#### YOUR ASSIGNMENT
Look in the material below for the line with "Using the photo shown above, find the brass wall-mounted" and the line with "Using the photo shown above, find the brass shower", then set down exactly those two lines and all lines between, nothing more.

#### RECORDS SHOWN

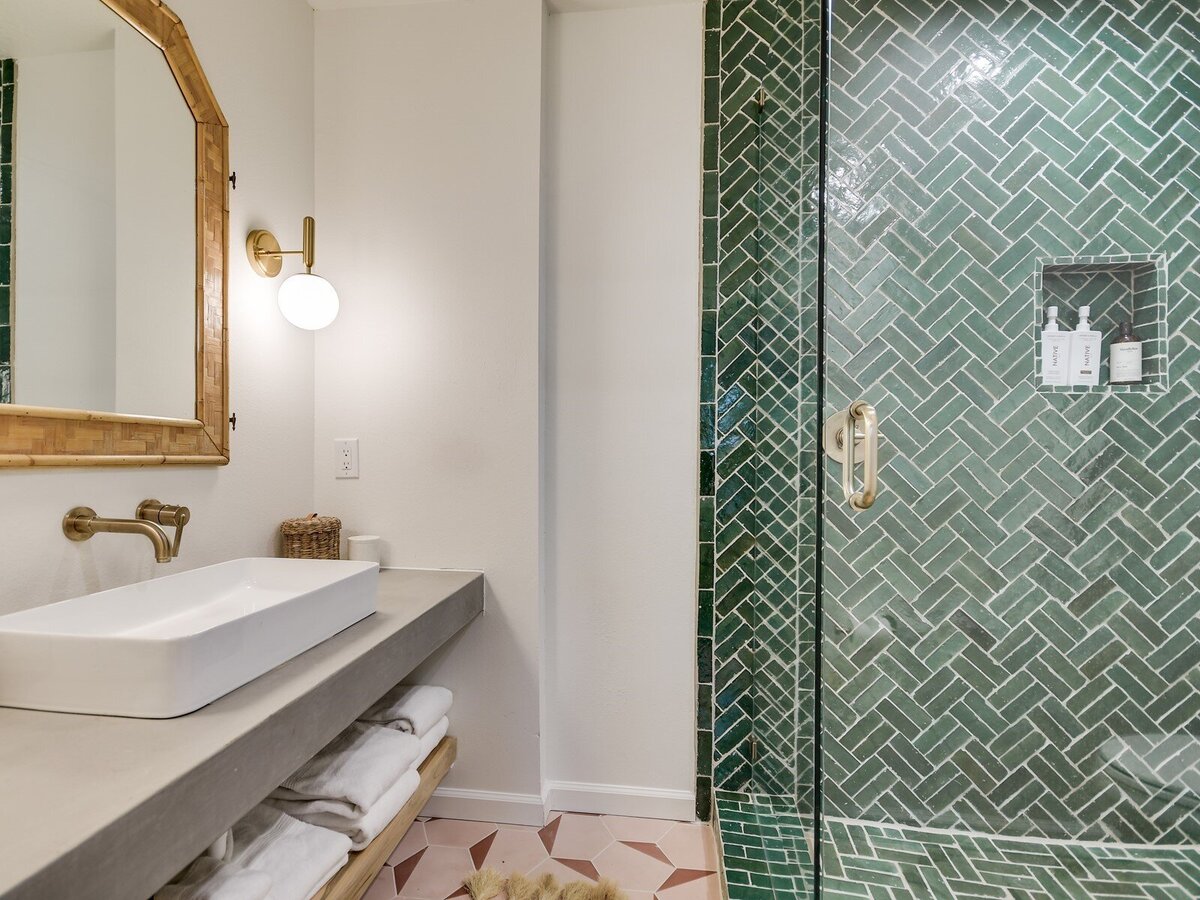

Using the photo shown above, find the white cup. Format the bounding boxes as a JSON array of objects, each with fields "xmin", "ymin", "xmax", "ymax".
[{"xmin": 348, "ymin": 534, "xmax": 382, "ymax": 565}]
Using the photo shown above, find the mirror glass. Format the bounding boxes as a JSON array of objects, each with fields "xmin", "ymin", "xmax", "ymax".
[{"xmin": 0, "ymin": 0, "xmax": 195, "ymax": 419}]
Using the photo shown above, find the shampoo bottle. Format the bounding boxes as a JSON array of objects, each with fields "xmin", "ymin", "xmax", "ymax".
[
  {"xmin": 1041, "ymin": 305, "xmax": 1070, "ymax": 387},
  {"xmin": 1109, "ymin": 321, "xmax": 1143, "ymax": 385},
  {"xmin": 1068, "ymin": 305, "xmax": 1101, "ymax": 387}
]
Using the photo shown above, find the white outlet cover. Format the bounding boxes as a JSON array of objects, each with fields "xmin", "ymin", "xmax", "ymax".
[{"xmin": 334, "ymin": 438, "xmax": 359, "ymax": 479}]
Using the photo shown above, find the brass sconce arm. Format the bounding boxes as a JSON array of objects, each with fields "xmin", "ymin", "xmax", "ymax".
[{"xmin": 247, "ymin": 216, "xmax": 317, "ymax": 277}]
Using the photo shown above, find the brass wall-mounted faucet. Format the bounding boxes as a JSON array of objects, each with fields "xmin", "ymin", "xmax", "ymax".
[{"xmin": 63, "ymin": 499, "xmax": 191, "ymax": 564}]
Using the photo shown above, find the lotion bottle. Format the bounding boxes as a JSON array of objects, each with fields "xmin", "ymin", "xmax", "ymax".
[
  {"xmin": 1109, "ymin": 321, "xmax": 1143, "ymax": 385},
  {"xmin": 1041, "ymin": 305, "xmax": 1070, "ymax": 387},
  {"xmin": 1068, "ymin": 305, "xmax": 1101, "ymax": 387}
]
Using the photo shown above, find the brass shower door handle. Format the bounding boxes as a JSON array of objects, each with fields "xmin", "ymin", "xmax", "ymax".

--

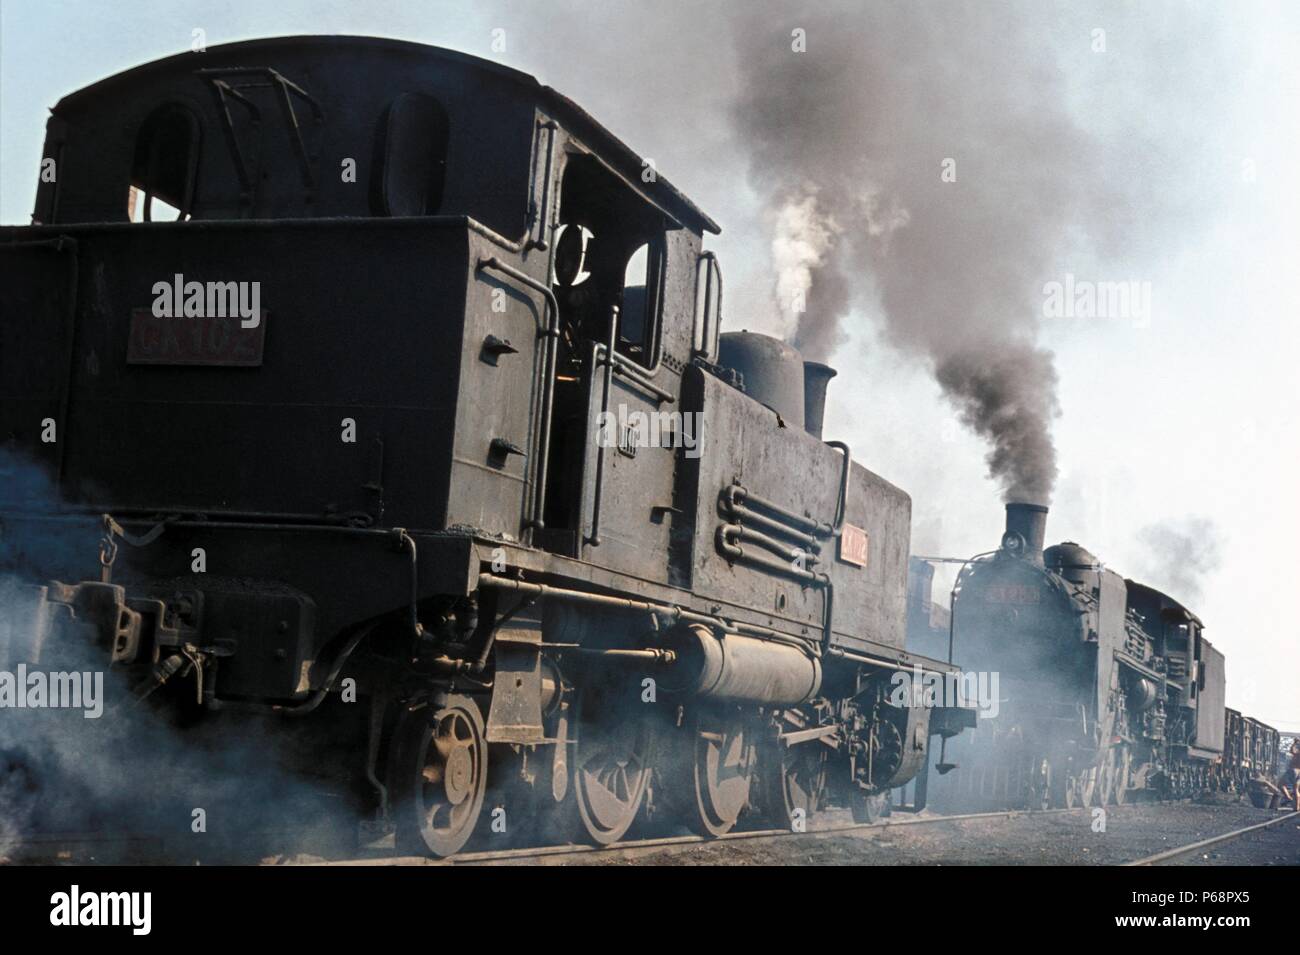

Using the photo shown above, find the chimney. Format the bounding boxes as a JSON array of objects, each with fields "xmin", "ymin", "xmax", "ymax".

#### THE COMPLETED TASK
Using the photo shown above, find the brass wall-mounted faucet. Format the bounding boxes as a JSON array of objects, each with fields "xmin", "ymin", "xmax", "ymax".
[{"xmin": 63, "ymin": 499, "xmax": 191, "ymax": 564}]
Using the photo shown above, find the lotion bottle. Format the bounding boxes as a JSON array of objects, each with fields "xmin", "ymin", "xmax", "ymax".
[
  {"xmin": 1109, "ymin": 321, "xmax": 1143, "ymax": 385},
  {"xmin": 1041, "ymin": 305, "xmax": 1070, "ymax": 387},
  {"xmin": 1068, "ymin": 305, "xmax": 1101, "ymax": 387}
]
Using the photo shown above, find the brass shower door handle. Format the bounding boxes as a JSON array of objects, each with fields "xmin", "ymin", "xmax", "ymax".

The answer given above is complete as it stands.